%%

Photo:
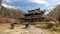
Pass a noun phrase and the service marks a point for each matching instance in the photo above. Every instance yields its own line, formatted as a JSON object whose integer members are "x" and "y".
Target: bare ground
{"x": 5, "y": 29}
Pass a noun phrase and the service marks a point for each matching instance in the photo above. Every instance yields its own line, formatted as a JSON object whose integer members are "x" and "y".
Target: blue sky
{"x": 26, "y": 5}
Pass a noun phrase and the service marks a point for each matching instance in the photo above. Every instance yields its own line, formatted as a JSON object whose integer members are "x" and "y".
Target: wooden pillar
{"x": 0, "y": 4}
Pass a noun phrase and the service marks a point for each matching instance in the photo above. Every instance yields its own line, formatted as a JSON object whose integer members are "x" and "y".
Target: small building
{"x": 34, "y": 16}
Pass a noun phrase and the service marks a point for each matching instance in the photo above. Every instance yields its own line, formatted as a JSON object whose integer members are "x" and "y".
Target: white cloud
{"x": 39, "y": 2}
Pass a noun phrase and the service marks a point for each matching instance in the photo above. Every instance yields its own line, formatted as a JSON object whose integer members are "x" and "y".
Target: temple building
{"x": 34, "y": 16}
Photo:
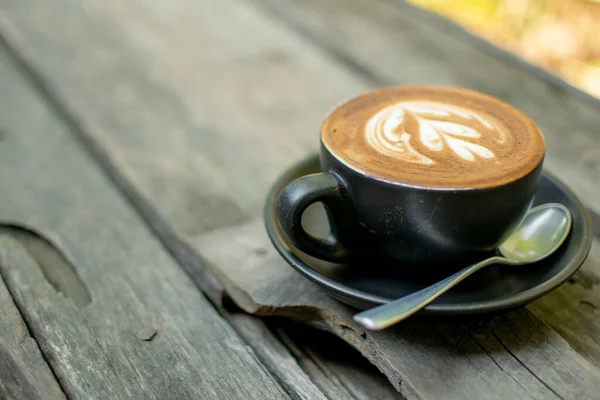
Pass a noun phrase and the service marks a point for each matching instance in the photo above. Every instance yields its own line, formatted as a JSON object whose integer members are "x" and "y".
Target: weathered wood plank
{"x": 24, "y": 374}
{"x": 218, "y": 113}
{"x": 509, "y": 356}
{"x": 88, "y": 275}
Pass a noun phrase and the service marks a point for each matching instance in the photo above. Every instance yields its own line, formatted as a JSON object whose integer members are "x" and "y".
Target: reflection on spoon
{"x": 541, "y": 233}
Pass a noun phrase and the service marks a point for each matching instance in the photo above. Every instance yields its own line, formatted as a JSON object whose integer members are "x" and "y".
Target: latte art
{"x": 433, "y": 136}
{"x": 433, "y": 126}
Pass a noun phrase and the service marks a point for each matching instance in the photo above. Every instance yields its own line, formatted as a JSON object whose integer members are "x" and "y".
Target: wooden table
{"x": 136, "y": 136}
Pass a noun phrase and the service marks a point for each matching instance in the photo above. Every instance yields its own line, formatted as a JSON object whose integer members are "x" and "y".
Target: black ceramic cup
{"x": 408, "y": 224}
{"x": 403, "y": 221}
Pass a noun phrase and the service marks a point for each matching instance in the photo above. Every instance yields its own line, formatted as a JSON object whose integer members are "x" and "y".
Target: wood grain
{"x": 508, "y": 356}
{"x": 87, "y": 275}
{"x": 23, "y": 371}
{"x": 197, "y": 120}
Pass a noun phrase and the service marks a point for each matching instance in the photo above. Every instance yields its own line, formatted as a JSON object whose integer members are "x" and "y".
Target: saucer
{"x": 363, "y": 285}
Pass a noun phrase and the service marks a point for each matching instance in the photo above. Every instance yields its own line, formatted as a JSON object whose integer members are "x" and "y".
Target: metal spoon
{"x": 540, "y": 234}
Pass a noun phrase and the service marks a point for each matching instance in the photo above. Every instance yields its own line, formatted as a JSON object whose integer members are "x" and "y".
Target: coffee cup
{"x": 417, "y": 174}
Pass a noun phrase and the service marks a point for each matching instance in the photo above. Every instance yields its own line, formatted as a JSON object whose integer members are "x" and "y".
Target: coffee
{"x": 419, "y": 175}
{"x": 434, "y": 137}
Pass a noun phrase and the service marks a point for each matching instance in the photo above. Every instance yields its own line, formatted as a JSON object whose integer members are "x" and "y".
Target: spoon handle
{"x": 381, "y": 317}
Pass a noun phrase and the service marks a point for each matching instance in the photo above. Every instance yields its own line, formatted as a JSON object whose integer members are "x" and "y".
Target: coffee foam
{"x": 433, "y": 137}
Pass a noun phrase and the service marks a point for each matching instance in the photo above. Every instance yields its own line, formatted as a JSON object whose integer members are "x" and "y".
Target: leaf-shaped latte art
{"x": 436, "y": 126}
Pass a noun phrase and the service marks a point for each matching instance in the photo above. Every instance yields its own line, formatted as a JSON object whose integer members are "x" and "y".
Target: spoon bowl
{"x": 541, "y": 233}
{"x": 543, "y": 230}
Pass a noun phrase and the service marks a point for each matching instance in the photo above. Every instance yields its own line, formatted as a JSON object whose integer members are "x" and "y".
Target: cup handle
{"x": 327, "y": 188}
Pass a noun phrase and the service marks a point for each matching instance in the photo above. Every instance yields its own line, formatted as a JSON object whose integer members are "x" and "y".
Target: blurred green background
{"x": 560, "y": 35}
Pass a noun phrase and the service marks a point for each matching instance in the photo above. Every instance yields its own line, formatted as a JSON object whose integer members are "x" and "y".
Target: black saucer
{"x": 364, "y": 285}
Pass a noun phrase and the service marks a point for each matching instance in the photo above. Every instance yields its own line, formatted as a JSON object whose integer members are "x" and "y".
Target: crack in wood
{"x": 4, "y": 357}
{"x": 58, "y": 271}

%%

• [TASK]:
Transcribe every record above exactly, leaving out the pictures.

• [RESPONSE TO THE TASK]:
Photo:
Pass a noun phrase and the service marks a point for each matching instance in the photo above. Every instance yields its own line, formatted as a JSON object whose integer members are "x" and "y".
Target: bare ground
{"x": 5, "y": 29}
Pass a noun phrase and the service marks a point for each matching instance in the photo above. Every instance yields its own line, formatted as a JSON object whose integer members are "x" and "y".
Target: blue sky
{"x": 26, "y": 5}
Pass a noun phrase and the service marks a point for each matching instance in the photo above. Every instance yields its own line, formatted as a JSON object whose integer members are "x" and "y".
Target: wooden pillar
{"x": 0, "y": 4}
Pass a noun phrase and the service marks a point for each matching instance in the photo above. Every instance yields its own line, formatted as a JSON object whose integer members are "x" and "y".
Target: small building
{"x": 34, "y": 16}
Pass a noun phrase and the service marks a point for each matching instance in the photo above. Every instance yields its own line, formatted as a JSON object whose integer members are "x" and "y".
Target: white cloud
{"x": 39, "y": 2}
Pass a noun phrase and the service marks a point for each matching instance in the photo above. Every instance yields its own line, formatted as a JSON object whose integer members are "x" and "y".
Target: temple building
{"x": 34, "y": 16}
Photo:
Pass a noun phrase and the service marks a point for each matching instance in the photo above. Every instance yields its own line, formatted as a JSON object whose integer members are "x" and "y".
Target: weathered wood plank
{"x": 24, "y": 374}
{"x": 218, "y": 113}
{"x": 509, "y": 356}
{"x": 88, "y": 275}
Pass a noun phrase and the service marks a point for each matching instance in the photo above. Every instance yields its own line, formatted as a JSON object whose integer members are "x" and "y".
Target: reflection on spoon
{"x": 541, "y": 233}
Pass a noun phrase and the service marks a point for each matching instance in the photo above. Every instance yields its own line, formatted as a JSON object whose integer members are "x" and "y".
Target: latte art
{"x": 433, "y": 136}
{"x": 433, "y": 126}
Pass a noun phrase and the service marks a point for each matching instance in the photo above. Every instance yields its own line, formatted as a JSON object whose integer members are "x" and "y".
Target: wooden table
{"x": 136, "y": 136}
Pass a noun phrase and the service marks a point for each matching instance in the photo above. Every instance yields its own line, formatted as a JSON object whose integer members are "x" and "y".
Target: black ceramic cup
{"x": 408, "y": 224}
{"x": 403, "y": 221}
Pass a noun phrase and the service marks a point for each matching instance in the photo above. Every instance yields its own line, formatted as a JSON object whose integer members are "x" and "y".
Target: wood grain
{"x": 508, "y": 356}
{"x": 87, "y": 275}
{"x": 23, "y": 371}
{"x": 197, "y": 120}
Pass a noun phrase and the service marks a point for each matching instance in the photo above. Every instance yields its own line, formatted as a JSON object whose integer members are "x" and "y".
Target: saucer
{"x": 363, "y": 285}
Pass a noun phrase and the service marks a point for each matching instance in the photo above. Every instance yields its own line, formatted as a JSON object whose integer members are "x" and "y".
Target: metal spoon
{"x": 540, "y": 234}
Pass a noun phrase and the service marks a point for each matching instance in the photo above. Every instance yields its own line, formatted as a JSON object whose integer members are "x" and "y".
Target: coffee cup
{"x": 417, "y": 174}
Pass a noun phrase and the service marks a point for each matching instance in the photo above. Every instance yields its own line, formatted as a JSON object whose integer members are "x" and "y".
Target: coffee
{"x": 419, "y": 175}
{"x": 434, "y": 137}
Pass a noun phrase and the service marks a point for each matching instance in the photo above. Every instance yields its own line, formatted as a JSON object whose integer members are "x" and "y".
Target: spoon handle
{"x": 381, "y": 317}
Pass a noun phrase and the service marks a point for each matching instance in the photo above. Every instance yields its own line, formatted as a JSON object whose integer members are "x" and "y".
Target: coffee foam
{"x": 433, "y": 137}
Pass a noun phrase and the service marks a point for each matching instance in the photo above. Every instance yields its own line, formatted as a JSON object whose integer members are "x" and "y".
Target: leaf-shaped latte art
{"x": 436, "y": 126}
Pass a noun phrase and the service marks a point for each matching instance in the photo above. Every instance yields its own line, formatted as a JSON object whose integer members are "x" and "y".
Target: spoon bowl
{"x": 541, "y": 233}
{"x": 543, "y": 230}
Pass a noun phrase and the service marks a point for each matching instance in the photo above. Every instance yields its own line, formatted as a JSON object whose integer members are "x" and "y".
Target: cup handle
{"x": 327, "y": 188}
Pass a noun phrase and the service marks a point for each matching instance in the photo above. Every instance yields its own line, formatted as a JSON object whose integer members are "x" and "y".
Target: blurred green background
{"x": 560, "y": 35}
Pass a noun phrase and the service marks a point for each matching instance in the photo above. Every instance yields its own line, formatted as a JSON object whose integer members are "x" and "y".
Target: black saucer
{"x": 364, "y": 285}
Pass a noun phrase and the service marks a point for each matching instance in the photo above. Every instance yields its own line, formatted as a JSON object whose integer members are "x" and "y".
Target: crack in wood
{"x": 4, "y": 357}
{"x": 58, "y": 271}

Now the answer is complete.